ASSIGNMENT —
Look for "Identify the white lace" in the records below, then copy that line and every line after it, exactly and with nothing added.

AVAILABLE DATA —
• • • • • • •

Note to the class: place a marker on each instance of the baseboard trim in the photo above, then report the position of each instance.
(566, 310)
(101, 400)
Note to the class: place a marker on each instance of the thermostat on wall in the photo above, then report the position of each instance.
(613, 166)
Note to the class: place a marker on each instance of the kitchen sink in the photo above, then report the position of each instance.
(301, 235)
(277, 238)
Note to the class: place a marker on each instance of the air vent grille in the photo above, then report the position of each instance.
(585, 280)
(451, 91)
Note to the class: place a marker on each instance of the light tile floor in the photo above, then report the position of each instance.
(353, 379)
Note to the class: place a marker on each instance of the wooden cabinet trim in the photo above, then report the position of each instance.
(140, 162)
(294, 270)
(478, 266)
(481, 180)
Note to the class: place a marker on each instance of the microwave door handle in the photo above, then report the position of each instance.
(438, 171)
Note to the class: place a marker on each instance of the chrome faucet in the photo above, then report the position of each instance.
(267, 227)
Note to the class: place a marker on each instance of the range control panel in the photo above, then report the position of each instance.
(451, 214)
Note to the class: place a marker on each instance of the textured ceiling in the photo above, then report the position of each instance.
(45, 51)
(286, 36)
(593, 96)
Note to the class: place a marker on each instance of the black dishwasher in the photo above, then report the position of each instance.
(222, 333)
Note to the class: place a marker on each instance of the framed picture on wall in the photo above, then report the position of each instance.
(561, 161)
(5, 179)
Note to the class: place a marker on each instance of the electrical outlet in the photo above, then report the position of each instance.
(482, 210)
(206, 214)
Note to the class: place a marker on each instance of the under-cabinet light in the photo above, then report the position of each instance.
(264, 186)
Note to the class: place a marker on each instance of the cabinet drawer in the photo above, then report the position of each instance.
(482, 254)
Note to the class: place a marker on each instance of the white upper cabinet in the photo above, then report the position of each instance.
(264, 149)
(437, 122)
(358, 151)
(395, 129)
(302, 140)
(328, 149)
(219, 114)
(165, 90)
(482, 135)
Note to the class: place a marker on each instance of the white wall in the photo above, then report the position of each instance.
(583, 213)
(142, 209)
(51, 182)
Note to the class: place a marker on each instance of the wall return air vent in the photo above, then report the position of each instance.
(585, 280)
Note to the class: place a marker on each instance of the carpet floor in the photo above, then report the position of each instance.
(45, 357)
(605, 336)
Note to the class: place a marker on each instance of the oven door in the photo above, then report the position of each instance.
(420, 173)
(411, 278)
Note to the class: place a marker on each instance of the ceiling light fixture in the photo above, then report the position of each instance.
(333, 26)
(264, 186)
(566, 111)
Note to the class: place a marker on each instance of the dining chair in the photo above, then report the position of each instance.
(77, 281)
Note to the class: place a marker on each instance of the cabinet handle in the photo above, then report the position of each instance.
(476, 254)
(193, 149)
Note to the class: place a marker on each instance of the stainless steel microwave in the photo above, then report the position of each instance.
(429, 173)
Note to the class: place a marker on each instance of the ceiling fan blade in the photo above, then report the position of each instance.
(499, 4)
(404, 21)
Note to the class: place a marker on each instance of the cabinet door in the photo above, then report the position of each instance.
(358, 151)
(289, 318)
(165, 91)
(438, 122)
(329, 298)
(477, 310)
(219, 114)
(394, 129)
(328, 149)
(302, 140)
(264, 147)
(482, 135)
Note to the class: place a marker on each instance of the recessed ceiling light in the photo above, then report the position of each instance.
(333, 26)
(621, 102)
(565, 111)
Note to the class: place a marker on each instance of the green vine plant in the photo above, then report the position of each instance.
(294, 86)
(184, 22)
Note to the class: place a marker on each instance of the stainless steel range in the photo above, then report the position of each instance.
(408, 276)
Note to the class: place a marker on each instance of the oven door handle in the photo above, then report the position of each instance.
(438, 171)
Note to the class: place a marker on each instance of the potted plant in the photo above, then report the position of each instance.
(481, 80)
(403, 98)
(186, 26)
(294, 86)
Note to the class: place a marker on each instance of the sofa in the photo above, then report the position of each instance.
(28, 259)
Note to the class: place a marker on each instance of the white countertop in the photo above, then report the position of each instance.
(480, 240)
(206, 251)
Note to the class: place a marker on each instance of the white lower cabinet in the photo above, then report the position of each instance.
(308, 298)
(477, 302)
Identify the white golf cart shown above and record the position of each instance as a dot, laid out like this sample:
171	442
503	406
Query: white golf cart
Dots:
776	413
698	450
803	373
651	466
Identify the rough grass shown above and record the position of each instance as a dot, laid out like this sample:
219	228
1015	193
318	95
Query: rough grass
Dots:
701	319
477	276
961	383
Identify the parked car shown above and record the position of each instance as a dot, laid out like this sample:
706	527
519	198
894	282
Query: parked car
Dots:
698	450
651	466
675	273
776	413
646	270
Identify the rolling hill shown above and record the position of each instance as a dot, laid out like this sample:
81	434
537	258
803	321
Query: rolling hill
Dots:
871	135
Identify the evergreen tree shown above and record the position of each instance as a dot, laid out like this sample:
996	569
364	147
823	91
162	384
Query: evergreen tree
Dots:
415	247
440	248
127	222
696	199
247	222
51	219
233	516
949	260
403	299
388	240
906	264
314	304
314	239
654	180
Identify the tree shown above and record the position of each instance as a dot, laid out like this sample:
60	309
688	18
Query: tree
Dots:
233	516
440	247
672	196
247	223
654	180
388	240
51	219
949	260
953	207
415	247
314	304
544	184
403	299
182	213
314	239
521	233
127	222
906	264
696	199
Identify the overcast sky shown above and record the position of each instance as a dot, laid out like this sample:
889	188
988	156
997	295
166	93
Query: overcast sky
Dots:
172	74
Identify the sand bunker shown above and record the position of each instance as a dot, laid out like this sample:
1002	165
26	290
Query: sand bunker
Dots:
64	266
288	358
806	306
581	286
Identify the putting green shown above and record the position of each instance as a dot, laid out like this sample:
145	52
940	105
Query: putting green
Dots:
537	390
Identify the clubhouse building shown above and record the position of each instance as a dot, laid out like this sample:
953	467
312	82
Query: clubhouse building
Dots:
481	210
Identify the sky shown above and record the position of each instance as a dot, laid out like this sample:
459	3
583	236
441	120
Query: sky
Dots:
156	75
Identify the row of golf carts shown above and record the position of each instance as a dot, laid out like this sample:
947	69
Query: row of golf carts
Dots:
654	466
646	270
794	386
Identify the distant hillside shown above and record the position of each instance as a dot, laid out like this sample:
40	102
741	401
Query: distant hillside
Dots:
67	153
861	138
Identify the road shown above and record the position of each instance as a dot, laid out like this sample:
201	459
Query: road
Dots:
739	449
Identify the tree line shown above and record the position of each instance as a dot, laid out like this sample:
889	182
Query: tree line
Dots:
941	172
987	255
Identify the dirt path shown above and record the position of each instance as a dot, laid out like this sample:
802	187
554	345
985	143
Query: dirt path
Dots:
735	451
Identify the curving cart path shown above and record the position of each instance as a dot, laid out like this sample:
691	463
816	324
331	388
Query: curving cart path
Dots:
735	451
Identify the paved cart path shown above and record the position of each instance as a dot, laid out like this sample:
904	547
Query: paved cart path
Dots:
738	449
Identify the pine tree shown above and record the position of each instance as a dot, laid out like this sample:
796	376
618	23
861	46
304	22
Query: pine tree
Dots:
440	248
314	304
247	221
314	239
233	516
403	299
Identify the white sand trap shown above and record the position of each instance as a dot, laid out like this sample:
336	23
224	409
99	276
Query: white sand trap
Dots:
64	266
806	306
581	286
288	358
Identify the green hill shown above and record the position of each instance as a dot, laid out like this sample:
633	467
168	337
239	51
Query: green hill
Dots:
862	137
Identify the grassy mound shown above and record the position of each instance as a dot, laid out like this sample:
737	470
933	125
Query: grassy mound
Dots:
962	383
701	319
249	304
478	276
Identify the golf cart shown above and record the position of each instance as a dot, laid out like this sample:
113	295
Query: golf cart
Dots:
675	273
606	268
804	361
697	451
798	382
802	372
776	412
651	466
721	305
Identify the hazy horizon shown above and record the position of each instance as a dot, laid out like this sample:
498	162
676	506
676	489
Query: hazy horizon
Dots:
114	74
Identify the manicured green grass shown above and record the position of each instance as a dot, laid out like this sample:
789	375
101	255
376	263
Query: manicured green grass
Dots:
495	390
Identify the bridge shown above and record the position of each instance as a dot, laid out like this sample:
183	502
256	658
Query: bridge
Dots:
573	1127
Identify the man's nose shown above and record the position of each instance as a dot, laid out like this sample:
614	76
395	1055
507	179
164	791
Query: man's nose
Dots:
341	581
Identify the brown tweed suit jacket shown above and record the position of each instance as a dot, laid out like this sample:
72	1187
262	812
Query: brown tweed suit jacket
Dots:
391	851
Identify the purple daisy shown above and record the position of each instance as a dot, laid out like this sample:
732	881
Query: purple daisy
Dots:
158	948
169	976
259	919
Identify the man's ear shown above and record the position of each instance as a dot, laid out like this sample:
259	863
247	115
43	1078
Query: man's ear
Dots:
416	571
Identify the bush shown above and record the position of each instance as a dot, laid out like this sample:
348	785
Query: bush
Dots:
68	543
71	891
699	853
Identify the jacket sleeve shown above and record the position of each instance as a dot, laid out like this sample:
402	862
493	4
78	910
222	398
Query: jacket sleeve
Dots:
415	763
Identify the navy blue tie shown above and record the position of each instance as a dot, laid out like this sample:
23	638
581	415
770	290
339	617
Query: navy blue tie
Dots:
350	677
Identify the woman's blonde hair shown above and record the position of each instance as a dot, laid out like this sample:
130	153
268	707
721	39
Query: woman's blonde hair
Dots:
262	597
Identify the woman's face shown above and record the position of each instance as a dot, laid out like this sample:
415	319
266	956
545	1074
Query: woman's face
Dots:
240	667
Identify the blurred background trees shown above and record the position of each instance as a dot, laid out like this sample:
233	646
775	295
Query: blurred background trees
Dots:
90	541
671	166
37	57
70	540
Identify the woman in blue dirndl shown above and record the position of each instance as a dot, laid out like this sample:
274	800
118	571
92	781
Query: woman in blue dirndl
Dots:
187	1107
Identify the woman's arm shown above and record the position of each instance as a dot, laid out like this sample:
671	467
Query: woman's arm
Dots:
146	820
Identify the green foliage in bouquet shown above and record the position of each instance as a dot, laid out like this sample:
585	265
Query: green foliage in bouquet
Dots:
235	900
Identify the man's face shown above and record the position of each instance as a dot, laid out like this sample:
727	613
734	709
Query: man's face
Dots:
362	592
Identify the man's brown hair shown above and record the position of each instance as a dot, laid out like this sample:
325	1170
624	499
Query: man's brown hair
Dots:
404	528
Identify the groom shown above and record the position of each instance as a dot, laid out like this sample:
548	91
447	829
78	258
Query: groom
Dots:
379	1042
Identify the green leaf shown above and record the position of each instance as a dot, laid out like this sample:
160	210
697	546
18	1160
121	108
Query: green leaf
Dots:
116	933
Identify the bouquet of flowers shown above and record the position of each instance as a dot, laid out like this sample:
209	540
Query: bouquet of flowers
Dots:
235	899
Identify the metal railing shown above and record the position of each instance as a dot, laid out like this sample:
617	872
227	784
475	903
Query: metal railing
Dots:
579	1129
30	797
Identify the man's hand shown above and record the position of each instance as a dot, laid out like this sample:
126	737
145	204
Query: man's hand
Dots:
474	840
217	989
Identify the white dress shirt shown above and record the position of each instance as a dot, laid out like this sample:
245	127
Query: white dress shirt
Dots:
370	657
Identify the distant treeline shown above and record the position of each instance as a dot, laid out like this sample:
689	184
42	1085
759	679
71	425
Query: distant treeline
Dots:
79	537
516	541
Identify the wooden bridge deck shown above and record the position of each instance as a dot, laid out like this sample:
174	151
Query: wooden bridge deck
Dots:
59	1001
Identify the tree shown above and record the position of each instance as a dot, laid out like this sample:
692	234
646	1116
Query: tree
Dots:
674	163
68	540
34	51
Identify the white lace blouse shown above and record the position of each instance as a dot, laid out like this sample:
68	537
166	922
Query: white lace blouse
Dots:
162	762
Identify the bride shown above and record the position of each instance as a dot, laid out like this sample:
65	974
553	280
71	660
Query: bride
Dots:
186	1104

• • • • • • •

PROBLEM SOLUTION —
Identify the white lace blouse shown above and record the position of each instance as a dot, laid out like this sample:
68	537
166	922
Query: white lace blouse
Dots:
162	762
Identify the bride shown above and record the position of each instance as a dot, laid out like this sample:
65	974
553	280
71	660
Query: bride
Dots:
186	1104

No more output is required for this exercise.